Exercise description:
Convert all the records below into a two-column CSV with the header row input,output. Each record gets one row, with its text in the input column and its answer in the output column: put each value in a single double-quoted field and replace any line breaks with spaces.

(Stored records)
=======
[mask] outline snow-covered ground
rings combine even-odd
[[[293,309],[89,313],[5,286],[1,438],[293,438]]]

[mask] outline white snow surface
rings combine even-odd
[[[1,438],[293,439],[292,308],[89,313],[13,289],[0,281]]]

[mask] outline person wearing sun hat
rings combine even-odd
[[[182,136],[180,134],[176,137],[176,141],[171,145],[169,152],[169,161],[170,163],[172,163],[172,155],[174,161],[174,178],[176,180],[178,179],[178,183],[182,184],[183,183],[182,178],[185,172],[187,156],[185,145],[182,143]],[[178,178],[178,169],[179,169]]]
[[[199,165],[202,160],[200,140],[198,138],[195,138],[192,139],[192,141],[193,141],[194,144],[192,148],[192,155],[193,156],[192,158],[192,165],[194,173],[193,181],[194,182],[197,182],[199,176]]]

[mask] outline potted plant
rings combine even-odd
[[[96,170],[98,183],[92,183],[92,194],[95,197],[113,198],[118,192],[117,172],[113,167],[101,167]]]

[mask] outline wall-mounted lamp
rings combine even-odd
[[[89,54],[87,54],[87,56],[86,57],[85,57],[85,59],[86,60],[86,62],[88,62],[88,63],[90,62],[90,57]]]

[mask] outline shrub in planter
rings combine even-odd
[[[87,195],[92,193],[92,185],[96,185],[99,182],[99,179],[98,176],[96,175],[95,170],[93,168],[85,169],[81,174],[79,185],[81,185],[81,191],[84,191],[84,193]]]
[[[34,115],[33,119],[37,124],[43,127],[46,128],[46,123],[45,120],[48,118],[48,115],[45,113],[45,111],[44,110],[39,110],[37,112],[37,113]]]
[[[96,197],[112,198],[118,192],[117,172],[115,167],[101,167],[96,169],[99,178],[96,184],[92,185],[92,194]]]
=======
Solution to the problem:
input,output
"[mask] outline snow-covered ground rings combine even-odd","[[[293,309],[89,313],[5,286],[1,438],[293,438]]]"
"[mask] outline white snow surface rings combine even-odd","[[[1,438],[293,439],[292,308],[89,313],[13,289],[0,281]]]"
"[mask] outline person wearing sun hat rings combine even-odd","[[[182,136],[180,134],[176,137],[176,141],[171,145],[169,152],[169,161],[170,163],[172,163],[172,155],[174,161],[174,178],[176,180],[178,179],[178,183],[182,184],[183,183],[182,178],[185,172],[187,156],[185,145],[182,143]],[[178,178],[178,169],[179,169]]] [[[199,165],[202,160],[200,140],[198,138],[195,138],[192,139],[192,141],[193,141],[194,144],[192,148],[192,155],[193,156],[192,158],[192,165],[194,173],[193,181],[194,182],[197,182],[199,176]]]"
"[mask] outline potted plant rings combine even-odd","[[[96,170],[98,183],[92,183],[92,194],[95,197],[113,198],[118,192],[117,172],[113,167],[101,167]]]"
"[mask] outline wall-mounted lamp rings combine even-odd","[[[89,54],[87,54],[87,56],[86,57],[85,57],[85,59],[86,60],[86,62],[88,62],[88,63],[90,62],[90,57]]]"
"[mask] outline shrub in planter rings combine even-odd","[[[87,195],[92,193],[92,185],[96,185],[99,182],[99,179],[98,176],[96,175],[95,170],[93,168],[85,169],[81,174],[79,185],[81,185],[81,191],[84,191],[84,193]]] [[[34,115],[33,119],[37,124],[43,127],[46,128],[46,123],[45,120],[48,118],[48,115],[45,113],[45,111],[44,110],[39,110],[37,112],[37,113]]] [[[96,197],[112,198],[118,192],[117,172],[115,167],[101,167],[96,169],[99,178],[96,184],[92,185],[92,194]]]"